● **DO THIS**:
Copy out the data below, changing every "report the position of each" to "list where each one is" and keeping everything else the same. Leave out the pictures.

● **PROVIDED MATERIAL**:

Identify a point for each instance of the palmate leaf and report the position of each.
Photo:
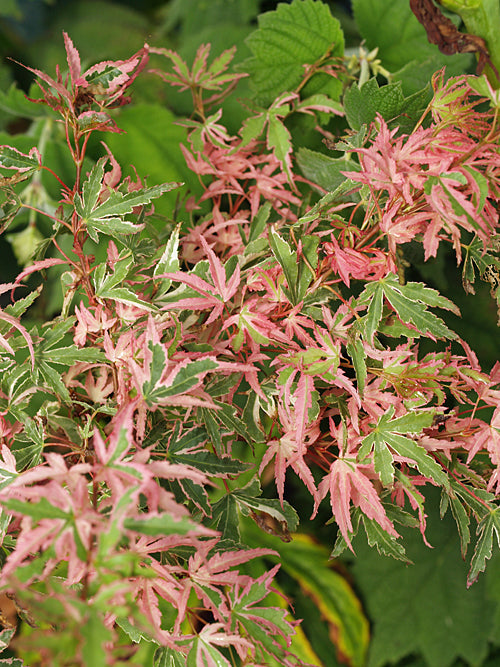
(163, 524)
(309, 565)
(109, 217)
(436, 617)
(410, 303)
(386, 439)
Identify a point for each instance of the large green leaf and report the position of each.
(151, 143)
(308, 563)
(288, 38)
(424, 608)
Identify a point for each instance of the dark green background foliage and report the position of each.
(420, 614)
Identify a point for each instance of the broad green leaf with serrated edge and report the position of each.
(293, 35)
(391, 26)
(308, 563)
(323, 169)
(11, 158)
(428, 601)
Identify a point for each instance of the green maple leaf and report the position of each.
(363, 104)
(410, 303)
(427, 603)
(109, 217)
(387, 439)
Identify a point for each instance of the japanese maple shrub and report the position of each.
(267, 329)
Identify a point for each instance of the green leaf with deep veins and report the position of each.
(108, 217)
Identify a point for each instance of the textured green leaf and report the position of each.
(363, 104)
(292, 35)
(487, 528)
(167, 657)
(11, 158)
(424, 608)
(108, 217)
(385, 438)
(323, 169)
(476, 257)
(410, 302)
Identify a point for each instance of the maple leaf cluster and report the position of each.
(268, 336)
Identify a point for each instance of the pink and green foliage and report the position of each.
(268, 331)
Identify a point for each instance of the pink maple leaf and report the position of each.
(347, 482)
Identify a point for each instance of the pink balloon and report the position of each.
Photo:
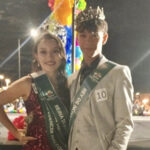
(51, 4)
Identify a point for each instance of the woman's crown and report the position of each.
(90, 14)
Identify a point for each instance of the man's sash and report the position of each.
(55, 113)
(86, 88)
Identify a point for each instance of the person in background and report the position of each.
(101, 91)
(46, 97)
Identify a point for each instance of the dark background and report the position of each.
(129, 35)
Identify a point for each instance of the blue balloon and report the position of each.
(78, 52)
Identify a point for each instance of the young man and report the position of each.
(101, 91)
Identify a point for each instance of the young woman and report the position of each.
(46, 96)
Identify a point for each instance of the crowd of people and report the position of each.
(91, 109)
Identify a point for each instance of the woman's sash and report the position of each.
(55, 112)
(87, 87)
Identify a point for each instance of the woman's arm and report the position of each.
(20, 88)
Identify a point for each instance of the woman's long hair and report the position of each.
(61, 75)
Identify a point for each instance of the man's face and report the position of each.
(90, 43)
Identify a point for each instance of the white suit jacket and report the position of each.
(104, 122)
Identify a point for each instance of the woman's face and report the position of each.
(48, 55)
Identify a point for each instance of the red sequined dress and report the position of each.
(36, 127)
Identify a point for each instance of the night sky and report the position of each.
(128, 43)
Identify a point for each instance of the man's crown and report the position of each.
(90, 14)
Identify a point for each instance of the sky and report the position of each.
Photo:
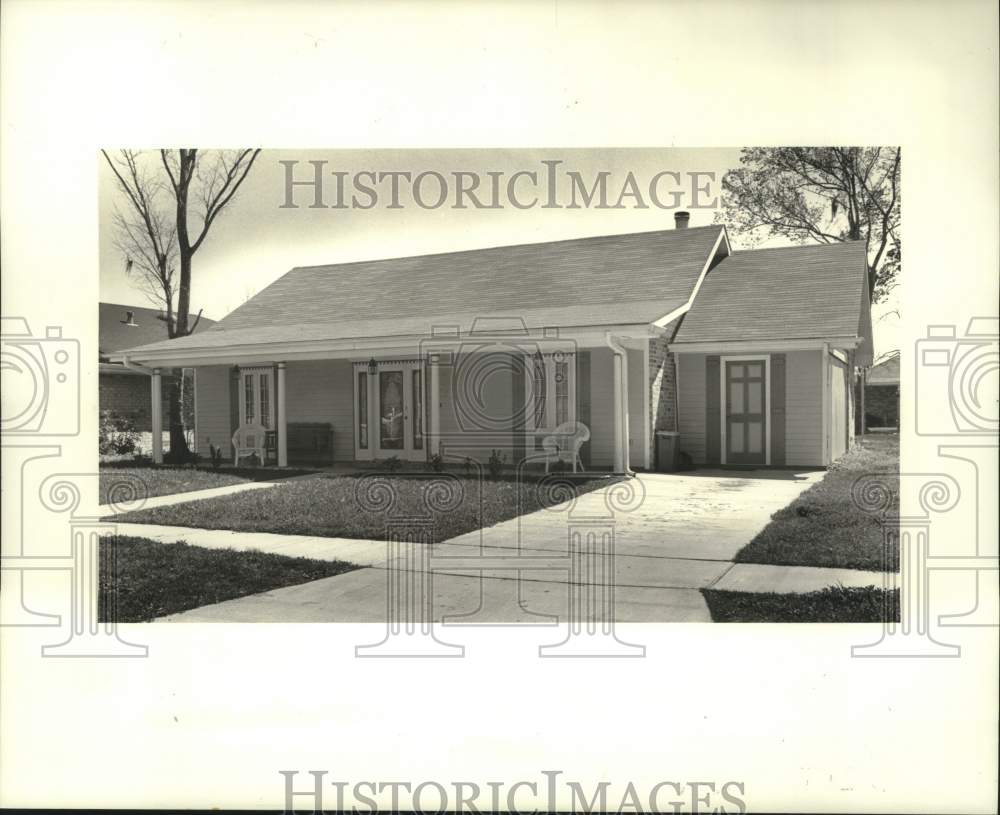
(256, 239)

● **OUTPUT**:
Identify a point for each instance of the palmate leaf and list where each one is.
Photo:
(163, 524)
(309, 565)
(109, 217)
(436, 617)
(410, 303)
(386, 439)
Identify a point for each instance of the large green leaf and list where each one is.
(151, 143)
(308, 563)
(288, 38)
(424, 608)
Identify a point for each instance of the dark green background foliage and list where each one is.
(420, 614)
Identify a point for each instance of the broad green leaf with serrated edge and list where each one is.
(293, 35)
(391, 26)
(308, 563)
(323, 169)
(11, 158)
(428, 601)
Identify a point for each instance of the green maple leaf and list where each one is.
(363, 104)
(410, 303)
(427, 603)
(109, 217)
(387, 439)
Identify a point for each instance of the japanese maple shrub and list where each one is.
(267, 329)
Identify a point for each instance of the green leaf with deep veins and list where each one is.
(108, 217)
Identify a point for each instance of the textured green leaf and list where each one is.
(363, 104)
(292, 35)
(487, 528)
(167, 657)
(11, 158)
(424, 608)
(108, 217)
(385, 438)
(323, 169)
(476, 257)
(410, 302)
Identify a point for each instance of the maple leaf cluster and list where each one is.
(268, 336)
Identify a point for each instance of the pink and green foliage and list where each one is.
(268, 331)
Identify a point for each instance of the pink maple leaf and list where each one is.
(347, 482)
Identify a point for each instance of the pink balloon and list where each one is.
Photo:
(51, 4)
Identify a point for each instance of the woman's crown and list where each one is.
(90, 14)
Identify a point for each instance of the man's sash and list where each one is.
(55, 113)
(86, 88)
Identify a point for each instance of the person in background and list where each one is.
(101, 91)
(46, 97)
Identify a point for each instance of the dark background and list where each one is.
(129, 35)
Identify a point for each instance of the blue balloon and list where each one is.
(78, 52)
Identify a point for each instance of the young man and list where each one is.
(101, 91)
Identify a point for each instance of the young woman and list where each one is.
(46, 96)
Identify a point for each instance of the crowd of people and list where each one is.
(91, 109)
Identify a point for each instance of the woman's sash and list where each one is.
(55, 112)
(87, 87)
Identify a point for each instance of the woman's arm and list where each one is.
(20, 88)
Identify a point for each instance of the woman's long hair and list where each one is.
(61, 75)
Identify a point for each instance of the man's face and list where each one is.
(90, 43)
Identify a point for each instance of the white suit jacket and list where each one is.
(104, 122)
Identify a point for each instance of the woman's face and list where each one is.
(48, 55)
Identify a point for each instance of the red sequined dress and list where each one is.
(36, 127)
Identify a point for each instance of the night sky and list where each one is.
(128, 43)
Identify a point for each instance of the man's crown and list where each one is.
(90, 14)
Identify a point for each instance of the sky and list where each one is.
Photo:
(256, 239)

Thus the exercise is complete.